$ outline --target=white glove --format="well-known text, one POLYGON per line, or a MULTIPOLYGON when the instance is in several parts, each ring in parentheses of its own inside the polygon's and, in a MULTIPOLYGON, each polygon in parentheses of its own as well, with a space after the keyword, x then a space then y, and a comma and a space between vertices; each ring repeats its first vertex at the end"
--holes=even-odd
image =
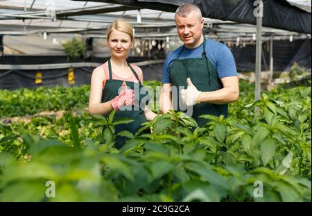
POLYGON ((194 106, 199 103, 198 97, 200 91, 198 91, 196 87, 193 85, 189 78, 187 78, 187 88, 180 91, 181 99, 186 106, 194 106))

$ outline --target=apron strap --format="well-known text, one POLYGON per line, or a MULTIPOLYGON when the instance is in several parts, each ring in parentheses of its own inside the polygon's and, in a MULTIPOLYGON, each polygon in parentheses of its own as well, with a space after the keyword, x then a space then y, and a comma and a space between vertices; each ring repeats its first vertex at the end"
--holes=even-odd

⁂

— Exercise description —
Reproduce every row above verbatim, line for line, and omit the pictures.

— Complete answer —
$ outline --target=white glove --format="well-known text, one POLYGON per line, or a MULTIPOLYGON when the instance is in several parts, each ring in parentheses of its own inside the polygon's and, in a MULTIPOLYGON, each polygon in parentheses of its own as well, with a space after the keyword, x then a space then y, and a comma and a space between vertices; each ring repeats its first vertex at the end"
--holes=even-odd
image =
POLYGON ((194 106, 199 103, 198 97, 200 91, 198 91, 196 87, 193 85, 189 78, 187 78, 187 88, 180 91, 181 99, 186 106, 194 106))

$ outline --target=apron strap --format="well-known text, one POLYGON per line, or a MULTIPOLYGON when the instance is in several parts, each ring in parentheses of its own inside the polygon's and, in a MULTIPOLYGON, each polygon in parentheses of its own as well, with a space after the keyword, x then a space then y, and a comma and a space between vertices; each ring repeats its first vertex at the end"
--holes=even-odd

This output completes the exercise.